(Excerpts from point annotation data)
>> Start
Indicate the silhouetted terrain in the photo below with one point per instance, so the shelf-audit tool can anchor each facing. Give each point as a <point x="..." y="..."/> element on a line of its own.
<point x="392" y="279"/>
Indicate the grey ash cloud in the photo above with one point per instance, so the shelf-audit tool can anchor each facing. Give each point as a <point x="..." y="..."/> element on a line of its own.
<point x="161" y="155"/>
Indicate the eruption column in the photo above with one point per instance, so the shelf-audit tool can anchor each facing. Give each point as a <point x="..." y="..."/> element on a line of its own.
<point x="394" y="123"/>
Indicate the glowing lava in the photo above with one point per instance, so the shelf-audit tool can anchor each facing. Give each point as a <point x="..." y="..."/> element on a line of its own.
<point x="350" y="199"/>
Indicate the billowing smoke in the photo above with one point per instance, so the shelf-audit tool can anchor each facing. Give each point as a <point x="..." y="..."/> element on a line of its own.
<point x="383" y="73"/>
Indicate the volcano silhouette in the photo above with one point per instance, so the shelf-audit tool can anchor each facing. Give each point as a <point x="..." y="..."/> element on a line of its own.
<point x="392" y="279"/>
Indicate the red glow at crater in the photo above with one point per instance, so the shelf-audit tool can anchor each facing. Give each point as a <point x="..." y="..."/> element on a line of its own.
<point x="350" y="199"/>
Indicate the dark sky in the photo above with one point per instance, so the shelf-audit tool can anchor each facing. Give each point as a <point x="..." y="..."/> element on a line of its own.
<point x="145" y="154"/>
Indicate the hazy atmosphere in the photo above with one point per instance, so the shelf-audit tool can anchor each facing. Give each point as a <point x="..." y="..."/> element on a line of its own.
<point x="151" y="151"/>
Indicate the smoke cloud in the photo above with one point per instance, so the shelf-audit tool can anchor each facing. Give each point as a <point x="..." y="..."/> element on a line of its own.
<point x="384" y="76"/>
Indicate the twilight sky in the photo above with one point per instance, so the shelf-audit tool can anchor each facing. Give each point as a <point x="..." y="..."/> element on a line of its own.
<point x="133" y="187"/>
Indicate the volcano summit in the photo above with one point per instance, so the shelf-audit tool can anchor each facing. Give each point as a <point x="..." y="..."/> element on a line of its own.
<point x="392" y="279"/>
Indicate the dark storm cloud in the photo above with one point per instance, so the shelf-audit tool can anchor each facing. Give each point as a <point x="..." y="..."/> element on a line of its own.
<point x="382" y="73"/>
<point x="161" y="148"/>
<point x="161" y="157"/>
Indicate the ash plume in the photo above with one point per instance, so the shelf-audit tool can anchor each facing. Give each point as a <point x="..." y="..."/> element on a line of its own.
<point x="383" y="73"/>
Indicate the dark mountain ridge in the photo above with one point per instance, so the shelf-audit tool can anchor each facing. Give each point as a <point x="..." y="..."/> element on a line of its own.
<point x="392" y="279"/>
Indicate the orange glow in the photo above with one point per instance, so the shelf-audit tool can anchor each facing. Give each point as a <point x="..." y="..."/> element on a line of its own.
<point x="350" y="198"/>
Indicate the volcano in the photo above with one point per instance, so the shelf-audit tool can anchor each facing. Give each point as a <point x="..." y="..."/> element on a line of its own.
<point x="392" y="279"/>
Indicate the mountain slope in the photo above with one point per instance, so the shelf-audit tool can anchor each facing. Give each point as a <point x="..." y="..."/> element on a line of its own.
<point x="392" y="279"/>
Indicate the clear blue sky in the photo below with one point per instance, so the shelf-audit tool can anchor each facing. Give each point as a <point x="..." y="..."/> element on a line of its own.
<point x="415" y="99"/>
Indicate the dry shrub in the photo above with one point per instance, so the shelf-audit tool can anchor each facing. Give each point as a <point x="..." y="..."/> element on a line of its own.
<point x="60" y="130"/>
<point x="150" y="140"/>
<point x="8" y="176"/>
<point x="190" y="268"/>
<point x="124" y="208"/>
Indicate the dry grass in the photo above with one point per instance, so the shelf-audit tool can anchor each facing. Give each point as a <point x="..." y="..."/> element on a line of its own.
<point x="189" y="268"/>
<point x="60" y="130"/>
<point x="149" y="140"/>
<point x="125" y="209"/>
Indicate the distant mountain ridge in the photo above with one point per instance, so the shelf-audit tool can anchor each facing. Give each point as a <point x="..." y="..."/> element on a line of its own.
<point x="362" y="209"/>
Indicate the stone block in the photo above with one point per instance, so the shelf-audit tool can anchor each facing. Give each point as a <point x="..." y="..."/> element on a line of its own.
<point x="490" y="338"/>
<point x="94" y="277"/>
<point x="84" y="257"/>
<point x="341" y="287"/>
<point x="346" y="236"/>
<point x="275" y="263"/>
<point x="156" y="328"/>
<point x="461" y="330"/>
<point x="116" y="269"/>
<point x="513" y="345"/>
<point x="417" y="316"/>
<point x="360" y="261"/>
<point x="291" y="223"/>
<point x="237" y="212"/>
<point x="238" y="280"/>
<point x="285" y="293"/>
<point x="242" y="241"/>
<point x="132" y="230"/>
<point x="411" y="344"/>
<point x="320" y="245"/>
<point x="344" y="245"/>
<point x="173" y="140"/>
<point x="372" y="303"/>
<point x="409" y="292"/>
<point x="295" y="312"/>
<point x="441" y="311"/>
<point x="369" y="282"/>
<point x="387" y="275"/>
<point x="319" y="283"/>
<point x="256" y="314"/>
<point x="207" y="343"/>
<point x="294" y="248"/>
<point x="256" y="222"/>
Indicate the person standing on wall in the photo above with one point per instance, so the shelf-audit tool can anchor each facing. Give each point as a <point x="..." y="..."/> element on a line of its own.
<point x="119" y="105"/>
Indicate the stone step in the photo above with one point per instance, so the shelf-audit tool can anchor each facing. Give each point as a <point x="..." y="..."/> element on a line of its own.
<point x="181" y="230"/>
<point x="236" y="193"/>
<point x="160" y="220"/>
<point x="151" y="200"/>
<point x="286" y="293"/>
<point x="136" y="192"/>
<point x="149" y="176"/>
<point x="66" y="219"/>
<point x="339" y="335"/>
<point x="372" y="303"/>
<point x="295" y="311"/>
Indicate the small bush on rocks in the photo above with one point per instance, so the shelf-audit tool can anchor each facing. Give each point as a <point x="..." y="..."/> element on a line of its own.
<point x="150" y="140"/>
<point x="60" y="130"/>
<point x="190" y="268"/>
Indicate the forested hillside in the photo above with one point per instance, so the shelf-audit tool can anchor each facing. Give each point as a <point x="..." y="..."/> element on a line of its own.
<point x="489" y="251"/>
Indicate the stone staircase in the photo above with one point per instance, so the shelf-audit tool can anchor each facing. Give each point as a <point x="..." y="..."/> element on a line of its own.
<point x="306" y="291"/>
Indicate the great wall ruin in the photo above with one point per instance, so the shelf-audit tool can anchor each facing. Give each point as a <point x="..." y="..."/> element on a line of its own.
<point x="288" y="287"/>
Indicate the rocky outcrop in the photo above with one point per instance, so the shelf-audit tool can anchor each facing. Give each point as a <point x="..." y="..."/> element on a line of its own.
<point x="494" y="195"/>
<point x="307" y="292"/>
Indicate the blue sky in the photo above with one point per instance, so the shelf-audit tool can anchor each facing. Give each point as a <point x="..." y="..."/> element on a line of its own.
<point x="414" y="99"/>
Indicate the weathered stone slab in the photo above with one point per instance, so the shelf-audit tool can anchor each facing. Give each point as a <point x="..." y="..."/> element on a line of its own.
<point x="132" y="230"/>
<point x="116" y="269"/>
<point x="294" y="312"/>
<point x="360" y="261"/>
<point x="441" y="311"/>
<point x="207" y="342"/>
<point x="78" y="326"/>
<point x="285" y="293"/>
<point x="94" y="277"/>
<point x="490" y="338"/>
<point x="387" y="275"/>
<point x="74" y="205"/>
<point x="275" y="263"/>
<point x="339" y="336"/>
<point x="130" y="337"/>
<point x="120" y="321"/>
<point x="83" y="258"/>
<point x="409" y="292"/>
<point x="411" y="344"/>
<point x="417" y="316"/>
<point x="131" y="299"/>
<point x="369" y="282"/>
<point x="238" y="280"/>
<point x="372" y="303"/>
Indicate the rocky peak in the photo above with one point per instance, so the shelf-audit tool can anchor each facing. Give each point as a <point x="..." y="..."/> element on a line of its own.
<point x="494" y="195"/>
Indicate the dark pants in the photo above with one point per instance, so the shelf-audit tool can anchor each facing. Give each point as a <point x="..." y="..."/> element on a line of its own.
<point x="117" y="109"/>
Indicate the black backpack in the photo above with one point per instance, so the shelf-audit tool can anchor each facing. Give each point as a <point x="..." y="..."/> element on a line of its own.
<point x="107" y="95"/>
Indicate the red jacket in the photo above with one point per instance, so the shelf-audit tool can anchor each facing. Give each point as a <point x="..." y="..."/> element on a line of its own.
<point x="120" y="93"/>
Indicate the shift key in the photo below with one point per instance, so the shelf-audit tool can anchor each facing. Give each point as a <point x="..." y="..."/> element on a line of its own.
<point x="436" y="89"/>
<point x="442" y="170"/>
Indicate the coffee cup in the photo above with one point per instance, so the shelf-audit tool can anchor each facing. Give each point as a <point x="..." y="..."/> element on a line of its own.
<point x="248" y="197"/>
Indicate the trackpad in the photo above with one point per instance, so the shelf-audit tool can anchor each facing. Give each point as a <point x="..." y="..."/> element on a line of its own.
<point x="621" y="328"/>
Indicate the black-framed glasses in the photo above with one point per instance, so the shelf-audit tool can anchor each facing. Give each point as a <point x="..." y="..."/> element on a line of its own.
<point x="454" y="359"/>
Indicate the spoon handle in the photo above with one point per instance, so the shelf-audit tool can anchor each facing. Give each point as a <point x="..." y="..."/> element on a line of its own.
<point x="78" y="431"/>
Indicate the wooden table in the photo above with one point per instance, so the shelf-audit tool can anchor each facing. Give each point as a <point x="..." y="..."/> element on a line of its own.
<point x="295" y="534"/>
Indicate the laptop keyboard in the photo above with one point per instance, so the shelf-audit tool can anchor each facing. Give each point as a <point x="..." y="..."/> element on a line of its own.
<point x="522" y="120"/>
>> End
> [EXERCISE DESCRIPTION]:
Format everything from the line containing "Indicate the trackpad" down to the end of the material above as a Markdown table with the columns Row and Material line, leaving out blank lines.

> [FINISHED EXERCISE]:
| Row | Material line |
|---|---|
| 1 | Indicate the trackpad in the photo above with one point per instance, so the shelf-audit tool can anchor each facing. Give each point as a <point x="..." y="..."/> element on a line of its own. |
| 2 | <point x="621" y="328"/> |
| 3 | Indicate the black-framed glasses in the photo above with one point per instance, so the shelf-audit tool can anchor each facing. Give each point as a <point x="..." y="..."/> element on a line of its own. |
| 4 | <point x="454" y="359"/> |
| 5 | Indicate the spoon handle in the photo above with one point per instance, so the shelf-audit tool can anchor each facing. Give each point as a <point x="..." y="..."/> element on a line of its own. |
| 6 | <point x="78" y="431"/> |
| 7 | Indicate the wooden table in the photo above with one point per instance, so the shelf-audit tool can anchor each facing. Give each point as a <point x="..." y="..."/> element on a line of its own. |
| 8 | <point x="295" y="534"/> |
| 9 | Indicate the laptop keyboard in the photo above with one point per instance, so the shelf-audit tool can anchor each facing. Give each point as a <point x="..." y="..."/> element on a line of its own. |
| 10 | <point x="522" y="120"/> |